Rewrite the records below with every "Provide x and y" changed to "Give the x and y coordinates", keeping all other text as it is.

[start of INPUT MATERIAL]

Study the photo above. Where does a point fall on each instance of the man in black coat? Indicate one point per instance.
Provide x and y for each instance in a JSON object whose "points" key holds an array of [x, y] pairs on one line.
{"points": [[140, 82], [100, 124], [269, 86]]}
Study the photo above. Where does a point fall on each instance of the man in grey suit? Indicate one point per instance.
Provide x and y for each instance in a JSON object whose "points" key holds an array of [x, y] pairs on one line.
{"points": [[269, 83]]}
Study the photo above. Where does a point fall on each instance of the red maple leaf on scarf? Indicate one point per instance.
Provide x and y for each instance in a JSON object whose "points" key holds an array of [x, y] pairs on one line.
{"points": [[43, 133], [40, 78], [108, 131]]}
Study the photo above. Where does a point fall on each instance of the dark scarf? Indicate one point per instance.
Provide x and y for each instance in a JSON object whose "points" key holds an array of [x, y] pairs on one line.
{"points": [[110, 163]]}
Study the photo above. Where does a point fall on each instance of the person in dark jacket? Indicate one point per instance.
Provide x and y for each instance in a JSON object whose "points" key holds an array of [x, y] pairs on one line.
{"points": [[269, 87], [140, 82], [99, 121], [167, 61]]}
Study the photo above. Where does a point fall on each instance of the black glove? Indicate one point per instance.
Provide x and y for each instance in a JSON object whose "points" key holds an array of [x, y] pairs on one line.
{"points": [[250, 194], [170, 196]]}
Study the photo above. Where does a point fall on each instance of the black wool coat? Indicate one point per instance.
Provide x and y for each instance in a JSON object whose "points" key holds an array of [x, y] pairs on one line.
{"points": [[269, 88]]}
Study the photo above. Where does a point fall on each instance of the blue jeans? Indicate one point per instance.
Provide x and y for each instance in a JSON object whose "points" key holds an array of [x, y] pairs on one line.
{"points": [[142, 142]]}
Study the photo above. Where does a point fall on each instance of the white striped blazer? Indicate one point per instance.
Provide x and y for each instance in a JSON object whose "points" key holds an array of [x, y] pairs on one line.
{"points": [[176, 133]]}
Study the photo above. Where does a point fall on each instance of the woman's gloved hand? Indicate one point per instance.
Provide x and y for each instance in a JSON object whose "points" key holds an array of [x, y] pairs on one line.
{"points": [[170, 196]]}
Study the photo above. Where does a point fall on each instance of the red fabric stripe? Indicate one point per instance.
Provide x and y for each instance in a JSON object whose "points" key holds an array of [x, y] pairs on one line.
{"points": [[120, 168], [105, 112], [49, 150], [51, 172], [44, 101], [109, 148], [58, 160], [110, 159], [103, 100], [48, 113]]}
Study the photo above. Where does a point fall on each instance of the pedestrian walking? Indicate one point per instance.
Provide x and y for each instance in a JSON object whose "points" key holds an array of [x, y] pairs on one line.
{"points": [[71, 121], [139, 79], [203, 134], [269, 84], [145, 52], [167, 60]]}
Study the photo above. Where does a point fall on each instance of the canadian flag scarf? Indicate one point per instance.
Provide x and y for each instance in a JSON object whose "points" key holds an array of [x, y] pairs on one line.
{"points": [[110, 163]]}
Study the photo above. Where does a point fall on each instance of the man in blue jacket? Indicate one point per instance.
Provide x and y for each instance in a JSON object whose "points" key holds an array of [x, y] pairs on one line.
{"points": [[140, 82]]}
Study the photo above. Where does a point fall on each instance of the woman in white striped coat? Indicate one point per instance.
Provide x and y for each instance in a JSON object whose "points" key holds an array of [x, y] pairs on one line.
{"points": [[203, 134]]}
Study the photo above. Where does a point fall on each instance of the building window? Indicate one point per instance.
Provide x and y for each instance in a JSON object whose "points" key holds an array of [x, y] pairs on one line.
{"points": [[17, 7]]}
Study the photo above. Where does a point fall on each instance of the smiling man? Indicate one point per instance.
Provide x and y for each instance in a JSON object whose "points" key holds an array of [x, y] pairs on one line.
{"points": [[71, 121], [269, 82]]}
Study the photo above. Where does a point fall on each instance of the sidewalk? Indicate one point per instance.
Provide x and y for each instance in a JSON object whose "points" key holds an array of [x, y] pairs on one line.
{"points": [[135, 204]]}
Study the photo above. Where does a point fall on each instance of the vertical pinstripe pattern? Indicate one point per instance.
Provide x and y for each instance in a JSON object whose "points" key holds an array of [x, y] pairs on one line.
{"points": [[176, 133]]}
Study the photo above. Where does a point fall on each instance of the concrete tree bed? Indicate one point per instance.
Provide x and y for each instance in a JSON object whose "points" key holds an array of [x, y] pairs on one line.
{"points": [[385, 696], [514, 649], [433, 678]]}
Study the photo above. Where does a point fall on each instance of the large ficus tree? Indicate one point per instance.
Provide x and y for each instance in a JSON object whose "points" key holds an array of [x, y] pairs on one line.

[end of INPUT MATERIAL]

### SOLUTION
Study the photo above. Where does a point fall on each instance of the man in black coat? Indicate one point per instance.
Give the x and y coordinates for each instance in a JSON object whose "points" key holds an array of [x, y] pairs on one line.
{"points": [[140, 82], [100, 124], [269, 86]]}
Study the photo above. Where does a point fall on each instance of the man in grey suit? Indicate one point per instance.
Give the x and y coordinates for each instance in a JSON object whose "points" key holds an array of [x, y] pairs on one line.
{"points": [[269, 83]]}
Study the photo above. Where does a point fall on each instance of the red maple leaf on scarf? Indicate one point per instance.
Give the x and y coordinates for each instance in a JSON object whose "points" key holds an array of [x, y] pairs on one line.
{"points": [[43, 133], [40, 78], [108, 131]]}
Study the photo above. Where does a point fall on each instance of the dark scarf? Indicate one point per instance.
Give the x and y coordinates for each instance in a JSON object whose "points" key holds an array of [x, y] pairs on one line.
{"points": [[110, 163]]}
Study the photo above. Where does a point fall on each instance of the person in dark jacket? Indicate one point per instance.
Give the x and y coordinates for each instance in a JSON object whose "points" key holds an array of [x, y] pairs on one line.
{"points": [[269, 87], [140, 82], [99, 121], [167, 61]]}
Study the photo above. Where does a point fall on each instance of the black glove? Indicate one point per instance.
Give the x and y coordinates for each instance in a JSON object whose "points" key holds an array of [x, y] pairs on one line.
{"points": [[250, 194], [170, 196]]}
Study the photo above. Where does a point fall on each instance of the black wool coat? Indicate one point per instance.
Give the x and y coordinates for each instance in a JSON object whose "points" key holds an array of [x, y] pairs on one line.
{"points": [[269, 88]]}
Study the photo above. Where does a point fall on each instance of the blue jeans? Indicate one point per instance.
Give the x and y coordinates for each instance in a JSON object whose "points" key holds an array of [x, y] pairs on one line.
{"points": [[142, 142]]}
Study the photo above. Where does a point fall on each instance of the white striped blazer? Indicate one point per instance.
Give the x and y coordinates for each instance in a JSON object whose "points" key holds an array of [x, y] pairs on one line.
{"points": [[176, 133]]}
Study the photo above. Where does a point fall on each instance of the woman's gloved hand? Indicate one point per instance.
Give the x and y coordinates for each instance in a JSON object whose "points" key holds an array of [x, y] pairs on one line.
{"points": [[170, 196]]}
Study the photo above. Where does a point fall on each instance of the red fabric stripe? Indicate one point per instance.
Give the x and y coordinates for each instance in a JSON object whose "points" key holds an array of [x, y] pairs on one line.
{"points": [[120, 168], [105, 112], [49, 150], [51, 172], [44, 101], [109, 148], [58, 160], [110, 159], [103, 100], [48, 113]]}
Study the photo above. Where does a point fall on each instance of the pedestrian walking? Indicate one point per instance.
Give the x and y coordinates for each instance in a JSON object whose "points" key holds an array of [x, y] pairs on one line.
{"points": [[71, 121], [139, 79], [203, 134], [269, 84], [145, 52], [167, 60]]}
Study the photo above. Where does a point fall on each instance of the canadian flag scarf? Indicate one point per instance.
Give the x and y coordinates for each instance in a JSON object whose "points" key holds an array of [x, y] pairs on one line.
{"points": [[110, 163]]}
Study the photo above. Where does a point fall on each instance of the man in blue jacket? Indicate one point per instance.
Give the x and y coordinates for each instance in a JSON object whose "points" key holds an array of [x, y] pairs on one line.
{"points": [[140, 82]]}
Study the photo above. Where does a point fall on each instance of the woman in white striped coat? Indicate one point per instance.
Give the x and y coordinates for each instance in a JSON object whose "points" key holds an array of [x, y] pairs on one line.
{"points": [[203, 134]]}
Study the photo above. Where does a point fall on each instance of the building window? Indicate one point per instance.
Give the x and y coordinates for each instance in a JSON object whose "points" key holds an array of [x, y] pairs on one line.
{"points": [[17, 7]]}
Study the photo above. Where does a point fall on each instance of the smiling man? Indicate one point per instance.
Give the x and y coordinates for each instance in a JSON object whose "points" key holds an array of [x, y] pairs on one line.
{"points": [[71, 121], [269, 82]]}
Study the photo above. Where does a point fall on each instance of the sidewalk? Indicate one point per instance.
Give the x and y coordinates for each instance in a JSON object whose "points" key holds an array of [x, y] pairs on one line.
{"points": [[135, 204]]}
Study the photo above. Where does a point fall on each instance of the vertical pinstripe pattern? Indicate one point per instance.
Give the x and y coordinates for each instance in a JSON object whose "points" key holds an array of [x, y] pairs on one line.
{"points": [[176, 133]]}
Study the photo above. Where does a point fall on each instance of the concrete tree bed? Indicate one point per instance.
Give the x and y coordinates for each instance in a JSON object whose "points" key holds an array of [x, y] pairs on one line.
{"points": [[385, 696], [514, 649], [433, 678]]}
Study the photo above. Where does a point fall on each instance of the large ficus tree? Indicate one point per instance.
Give the x and y coordinates for each instance in a JSON object whose "points" key holds an array of [x, y] pairs on one line.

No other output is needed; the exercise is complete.